Prompt:
Please copy out the data below line for line, keeping every character unchanged.
======
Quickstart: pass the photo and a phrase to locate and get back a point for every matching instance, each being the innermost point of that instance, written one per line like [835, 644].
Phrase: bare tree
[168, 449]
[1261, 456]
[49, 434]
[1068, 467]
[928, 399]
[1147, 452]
======
Task answer:
Quickstart: pass the photo and a phrase to locate and get back a point for every matching instance, each being the innermost point of that instance, written one per line like [835, 644].
Phrase: bare tree
[168, 449]
[1261, 456]
[49, 434]
[1068, 467]
[928, 399]
[1147, 452]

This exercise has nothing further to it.